▶ **SELECTED EXCERPT**
++++++++

As per Section 134 of the Companies Act, 2013, the term ‘Internal Financial Controls' (IFC) means the policies and procedures adopted by the Company for ensuring: a) orderly and eRs.cient conduct of its business, including adherence to company's policies, b) safeguarding of its assets, c) prevention and detection of frauds and errors, d) accuracy and completeness of the accounting records, and e) timely preparation of reliable financial information. The Company has adequate internal financial control systems in place with reference to the financial statements.

The Company's internal financial controls are commensurate with the scale and complexity of its operations. The controls were tested during the year and no reportable material weaknesses identified either in their design or operations of the controls were observed.

COMMITTEES OF THE BOARD:

As on March 31, 2023, the Board had 6 Committees: a) Audit Committee b) Nomination and Remuneration Committee c) Corporate Social Responsibility Committee d) Stakeholders Relationship Committee e) Risk Management Committee f) Committee of Directors

AUDIT COMMITTEE:

The Audit Committee comprises of five members. The Chairman of the Committee is an Independent Director. The Committee met four times during the year. Details of the roles and responsibilities of the Committee, the particulars of meetings held and attendance of the Members at such Meetings forms part of Corporate Governance Report annexed to this Report.

NOMINATION & REMUNERATION COMMITTEE:

The Nomination and Remuneration Committee comprises of four members, all being Independent Directors. The Committee met seven times during the year. Details of the roles and responsibilities of the Committee, the particulars of meetings held and attendance of the Members at such Meetings forms part of Corporate Governance Report annexed to this Report.

++++++++

▶ **EXERCISE 1**
Quote the board report excerpt word for word, starting at "As per Section" and ending at "controls were observed.".
▶ **EXERCISE 2**
Condense the paragraph of the board report excerpt that begins "The Audit Committee comprises of five members" while keeping its main facts.

++++++++

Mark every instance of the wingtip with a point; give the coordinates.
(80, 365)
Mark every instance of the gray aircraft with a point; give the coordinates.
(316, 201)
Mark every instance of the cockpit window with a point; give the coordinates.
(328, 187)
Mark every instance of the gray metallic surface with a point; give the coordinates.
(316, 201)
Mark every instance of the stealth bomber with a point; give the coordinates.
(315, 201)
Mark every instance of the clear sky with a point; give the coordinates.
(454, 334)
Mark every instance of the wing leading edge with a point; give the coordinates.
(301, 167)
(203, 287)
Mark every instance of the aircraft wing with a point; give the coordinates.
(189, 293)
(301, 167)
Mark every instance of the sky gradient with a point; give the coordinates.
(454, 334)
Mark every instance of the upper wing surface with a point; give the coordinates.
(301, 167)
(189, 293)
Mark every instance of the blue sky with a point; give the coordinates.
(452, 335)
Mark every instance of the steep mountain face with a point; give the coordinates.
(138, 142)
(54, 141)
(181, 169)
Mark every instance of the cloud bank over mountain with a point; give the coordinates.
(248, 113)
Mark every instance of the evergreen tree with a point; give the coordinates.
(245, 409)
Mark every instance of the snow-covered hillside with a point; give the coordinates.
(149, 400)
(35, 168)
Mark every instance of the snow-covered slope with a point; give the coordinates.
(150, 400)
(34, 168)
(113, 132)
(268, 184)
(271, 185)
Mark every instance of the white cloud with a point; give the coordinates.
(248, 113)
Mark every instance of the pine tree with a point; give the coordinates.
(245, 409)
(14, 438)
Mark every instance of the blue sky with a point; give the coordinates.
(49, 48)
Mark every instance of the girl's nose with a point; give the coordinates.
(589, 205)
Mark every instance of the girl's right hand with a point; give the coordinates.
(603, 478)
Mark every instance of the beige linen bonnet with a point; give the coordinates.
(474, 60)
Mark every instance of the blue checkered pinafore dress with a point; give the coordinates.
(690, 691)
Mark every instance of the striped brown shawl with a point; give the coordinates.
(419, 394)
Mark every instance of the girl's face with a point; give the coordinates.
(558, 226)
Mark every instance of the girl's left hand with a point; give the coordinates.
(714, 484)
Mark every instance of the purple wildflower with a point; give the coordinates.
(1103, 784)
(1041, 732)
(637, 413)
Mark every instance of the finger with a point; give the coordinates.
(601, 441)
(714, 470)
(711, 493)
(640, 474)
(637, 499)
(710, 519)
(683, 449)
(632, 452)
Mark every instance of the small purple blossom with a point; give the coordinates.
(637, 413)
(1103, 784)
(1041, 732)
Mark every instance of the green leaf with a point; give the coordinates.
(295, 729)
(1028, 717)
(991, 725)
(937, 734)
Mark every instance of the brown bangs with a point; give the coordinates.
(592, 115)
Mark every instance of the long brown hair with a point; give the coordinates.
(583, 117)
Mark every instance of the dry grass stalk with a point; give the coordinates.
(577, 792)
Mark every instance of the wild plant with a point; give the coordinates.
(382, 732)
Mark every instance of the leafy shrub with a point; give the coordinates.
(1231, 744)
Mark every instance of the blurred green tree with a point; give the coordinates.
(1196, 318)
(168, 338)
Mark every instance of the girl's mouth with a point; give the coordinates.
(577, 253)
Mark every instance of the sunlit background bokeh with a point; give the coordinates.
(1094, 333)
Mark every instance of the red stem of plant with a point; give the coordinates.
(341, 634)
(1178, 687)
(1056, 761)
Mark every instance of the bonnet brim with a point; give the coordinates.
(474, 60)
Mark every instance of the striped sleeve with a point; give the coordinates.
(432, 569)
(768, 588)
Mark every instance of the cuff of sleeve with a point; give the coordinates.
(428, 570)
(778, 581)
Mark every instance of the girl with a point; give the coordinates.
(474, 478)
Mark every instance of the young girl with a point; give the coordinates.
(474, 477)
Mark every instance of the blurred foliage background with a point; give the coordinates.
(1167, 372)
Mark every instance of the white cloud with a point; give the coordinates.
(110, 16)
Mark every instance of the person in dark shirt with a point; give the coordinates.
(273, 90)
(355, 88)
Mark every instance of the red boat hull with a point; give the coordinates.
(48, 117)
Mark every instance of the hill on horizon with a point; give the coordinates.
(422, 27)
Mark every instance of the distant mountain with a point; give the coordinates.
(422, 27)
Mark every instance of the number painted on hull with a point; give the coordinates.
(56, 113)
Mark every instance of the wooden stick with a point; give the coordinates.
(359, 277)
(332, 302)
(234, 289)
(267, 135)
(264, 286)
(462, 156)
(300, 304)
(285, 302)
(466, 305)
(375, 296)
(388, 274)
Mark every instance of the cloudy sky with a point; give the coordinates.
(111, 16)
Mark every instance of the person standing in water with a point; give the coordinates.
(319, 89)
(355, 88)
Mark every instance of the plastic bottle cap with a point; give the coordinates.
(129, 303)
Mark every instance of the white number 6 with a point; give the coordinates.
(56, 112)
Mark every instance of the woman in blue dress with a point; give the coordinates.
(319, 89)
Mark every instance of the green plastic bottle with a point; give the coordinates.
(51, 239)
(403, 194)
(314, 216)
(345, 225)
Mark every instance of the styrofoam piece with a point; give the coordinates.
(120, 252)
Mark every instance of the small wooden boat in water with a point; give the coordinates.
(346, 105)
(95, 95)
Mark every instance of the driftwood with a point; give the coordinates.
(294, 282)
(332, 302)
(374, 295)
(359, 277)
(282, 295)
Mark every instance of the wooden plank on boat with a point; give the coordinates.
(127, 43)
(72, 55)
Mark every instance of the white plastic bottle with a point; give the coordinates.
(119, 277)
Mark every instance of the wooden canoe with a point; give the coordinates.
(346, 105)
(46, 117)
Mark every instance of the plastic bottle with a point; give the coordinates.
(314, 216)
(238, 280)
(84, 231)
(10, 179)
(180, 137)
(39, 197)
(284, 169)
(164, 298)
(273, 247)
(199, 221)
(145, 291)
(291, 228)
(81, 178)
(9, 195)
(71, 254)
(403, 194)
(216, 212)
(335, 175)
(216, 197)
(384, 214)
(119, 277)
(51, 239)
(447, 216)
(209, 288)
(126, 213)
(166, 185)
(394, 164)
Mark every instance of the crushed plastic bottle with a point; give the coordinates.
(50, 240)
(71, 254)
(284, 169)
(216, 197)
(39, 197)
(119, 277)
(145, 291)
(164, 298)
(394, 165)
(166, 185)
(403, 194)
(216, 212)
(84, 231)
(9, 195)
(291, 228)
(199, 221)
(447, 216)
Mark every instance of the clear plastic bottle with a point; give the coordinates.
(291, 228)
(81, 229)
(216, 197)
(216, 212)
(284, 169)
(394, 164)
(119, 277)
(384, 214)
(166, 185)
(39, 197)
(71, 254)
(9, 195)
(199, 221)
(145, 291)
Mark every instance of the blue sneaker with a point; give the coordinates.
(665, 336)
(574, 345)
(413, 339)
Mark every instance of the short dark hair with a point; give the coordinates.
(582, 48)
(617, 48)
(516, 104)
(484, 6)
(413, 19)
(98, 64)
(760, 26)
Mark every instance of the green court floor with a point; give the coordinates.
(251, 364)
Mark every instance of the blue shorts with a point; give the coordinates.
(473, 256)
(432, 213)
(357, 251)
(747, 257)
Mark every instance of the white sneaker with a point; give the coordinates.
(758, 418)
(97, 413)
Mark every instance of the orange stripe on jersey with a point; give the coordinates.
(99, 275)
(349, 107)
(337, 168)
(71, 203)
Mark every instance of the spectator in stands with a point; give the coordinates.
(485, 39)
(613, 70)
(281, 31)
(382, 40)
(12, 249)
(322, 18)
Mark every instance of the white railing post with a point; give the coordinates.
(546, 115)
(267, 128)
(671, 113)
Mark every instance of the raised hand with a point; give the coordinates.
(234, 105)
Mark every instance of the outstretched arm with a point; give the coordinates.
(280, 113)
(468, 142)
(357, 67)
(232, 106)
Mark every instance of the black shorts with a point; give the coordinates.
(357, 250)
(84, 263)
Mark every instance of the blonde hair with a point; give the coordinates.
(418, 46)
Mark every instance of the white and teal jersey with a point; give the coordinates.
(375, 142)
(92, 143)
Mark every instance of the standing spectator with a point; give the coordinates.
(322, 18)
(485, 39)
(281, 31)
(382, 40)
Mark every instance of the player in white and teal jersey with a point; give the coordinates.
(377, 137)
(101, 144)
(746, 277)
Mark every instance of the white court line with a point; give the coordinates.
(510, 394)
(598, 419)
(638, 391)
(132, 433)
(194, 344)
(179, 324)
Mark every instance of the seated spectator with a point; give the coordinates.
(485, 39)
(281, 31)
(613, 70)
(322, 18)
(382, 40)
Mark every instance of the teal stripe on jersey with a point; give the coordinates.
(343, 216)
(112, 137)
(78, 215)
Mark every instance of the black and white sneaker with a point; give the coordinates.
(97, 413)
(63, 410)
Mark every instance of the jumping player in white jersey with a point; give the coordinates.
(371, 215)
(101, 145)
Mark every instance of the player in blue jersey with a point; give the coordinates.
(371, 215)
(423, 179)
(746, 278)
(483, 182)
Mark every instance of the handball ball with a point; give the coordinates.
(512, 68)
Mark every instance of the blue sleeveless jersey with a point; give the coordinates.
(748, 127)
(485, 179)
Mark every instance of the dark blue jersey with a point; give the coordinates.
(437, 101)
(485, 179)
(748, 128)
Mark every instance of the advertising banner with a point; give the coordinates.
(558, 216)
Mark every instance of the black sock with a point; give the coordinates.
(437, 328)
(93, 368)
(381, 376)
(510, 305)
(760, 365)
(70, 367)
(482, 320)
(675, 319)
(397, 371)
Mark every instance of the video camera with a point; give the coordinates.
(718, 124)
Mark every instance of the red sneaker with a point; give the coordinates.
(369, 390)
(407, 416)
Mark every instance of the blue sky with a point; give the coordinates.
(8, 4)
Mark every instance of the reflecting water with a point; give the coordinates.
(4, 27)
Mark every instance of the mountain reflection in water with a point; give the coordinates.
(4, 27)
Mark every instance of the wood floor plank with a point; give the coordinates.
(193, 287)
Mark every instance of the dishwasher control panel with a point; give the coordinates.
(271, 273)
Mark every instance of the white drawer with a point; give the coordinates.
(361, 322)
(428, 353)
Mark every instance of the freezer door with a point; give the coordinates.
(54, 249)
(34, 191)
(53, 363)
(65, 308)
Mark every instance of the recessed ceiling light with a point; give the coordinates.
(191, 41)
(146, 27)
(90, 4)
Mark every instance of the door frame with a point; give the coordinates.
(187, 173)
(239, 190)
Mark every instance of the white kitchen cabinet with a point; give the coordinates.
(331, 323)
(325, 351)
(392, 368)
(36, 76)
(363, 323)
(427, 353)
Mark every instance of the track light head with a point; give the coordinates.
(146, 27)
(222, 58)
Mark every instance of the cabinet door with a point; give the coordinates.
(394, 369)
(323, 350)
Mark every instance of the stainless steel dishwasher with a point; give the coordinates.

++++++++

▶ **WRITTEN SOLUTION 1**
As per Section 134 of the Companies Act, 2013, the term ‘Internal Financial Controls' (IFC) means the policies and procedures adopted by the Company for ensuring: a) orderly and eRs.cient conduct of its business, including adherence to company's policies, b) safeguarding of its assets, c) prevention and detection of frauds and errors, d) accuracy and completeness of the accounting records, and e) timely preparation of reliable financial information. The Company has adequate internal financial control systems in place with reference to the financial statements.

The Company's internal financial controls are commensurate with the scale and complexity of its operations. The controls were tested during the year and no reportable material weaknesses identified either in their design or operations of the controls were observed.

▶ **WRITTEN SOLUTION 2**
The Audit Committee has five members and is chaired by an Independent Director. It met four times during the year. Its roles and responsibilities, meeting details and members' attendance are given in the Corporate Governance Report annexed to this Report.